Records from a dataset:
+ + +
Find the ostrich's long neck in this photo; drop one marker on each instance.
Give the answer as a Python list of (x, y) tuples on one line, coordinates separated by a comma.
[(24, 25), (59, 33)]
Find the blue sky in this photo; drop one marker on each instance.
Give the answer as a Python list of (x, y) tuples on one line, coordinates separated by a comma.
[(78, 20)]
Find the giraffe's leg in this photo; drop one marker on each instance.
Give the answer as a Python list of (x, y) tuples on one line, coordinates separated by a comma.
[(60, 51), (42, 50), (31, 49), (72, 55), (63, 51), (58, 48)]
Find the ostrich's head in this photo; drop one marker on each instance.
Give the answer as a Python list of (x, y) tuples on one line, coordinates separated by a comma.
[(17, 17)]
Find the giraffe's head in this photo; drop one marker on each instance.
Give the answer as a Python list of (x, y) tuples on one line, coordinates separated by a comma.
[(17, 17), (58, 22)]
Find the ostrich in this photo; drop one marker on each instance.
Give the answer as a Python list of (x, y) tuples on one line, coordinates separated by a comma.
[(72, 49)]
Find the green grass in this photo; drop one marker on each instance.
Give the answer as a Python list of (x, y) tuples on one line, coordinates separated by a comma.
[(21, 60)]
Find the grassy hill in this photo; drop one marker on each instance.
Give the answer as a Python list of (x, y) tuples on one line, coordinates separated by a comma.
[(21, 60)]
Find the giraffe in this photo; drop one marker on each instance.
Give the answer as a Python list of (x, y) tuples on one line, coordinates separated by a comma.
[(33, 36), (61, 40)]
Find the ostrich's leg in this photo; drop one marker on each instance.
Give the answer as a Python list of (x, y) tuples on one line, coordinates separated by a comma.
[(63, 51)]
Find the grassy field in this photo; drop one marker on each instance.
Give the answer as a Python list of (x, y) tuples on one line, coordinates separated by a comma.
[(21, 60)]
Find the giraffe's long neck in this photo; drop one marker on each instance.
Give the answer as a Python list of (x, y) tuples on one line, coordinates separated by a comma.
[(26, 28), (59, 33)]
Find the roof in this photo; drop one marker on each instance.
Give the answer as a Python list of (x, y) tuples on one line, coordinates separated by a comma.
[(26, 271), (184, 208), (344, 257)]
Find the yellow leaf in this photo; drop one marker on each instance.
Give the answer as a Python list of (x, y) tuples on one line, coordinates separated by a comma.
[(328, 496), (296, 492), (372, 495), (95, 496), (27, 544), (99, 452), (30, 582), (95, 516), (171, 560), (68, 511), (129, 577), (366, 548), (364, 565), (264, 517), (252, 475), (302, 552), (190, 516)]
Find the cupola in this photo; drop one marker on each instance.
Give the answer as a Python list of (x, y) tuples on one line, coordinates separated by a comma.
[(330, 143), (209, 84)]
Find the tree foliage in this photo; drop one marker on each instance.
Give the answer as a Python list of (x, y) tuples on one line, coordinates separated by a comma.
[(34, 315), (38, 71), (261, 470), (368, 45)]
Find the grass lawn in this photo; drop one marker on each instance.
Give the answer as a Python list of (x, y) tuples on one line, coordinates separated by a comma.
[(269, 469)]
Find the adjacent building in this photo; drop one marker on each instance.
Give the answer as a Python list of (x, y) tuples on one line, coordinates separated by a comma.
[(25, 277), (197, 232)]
+ + +
* YOUR TASK: For each line of the data that includes the word "long", return a copy of it.

* SOLUTION TO THE PROBLEM:
Find the ostrich's long neck in this photo; drop one marker on each instance.
Find the giraffe's long neck in this photo; drop one marker on each instance.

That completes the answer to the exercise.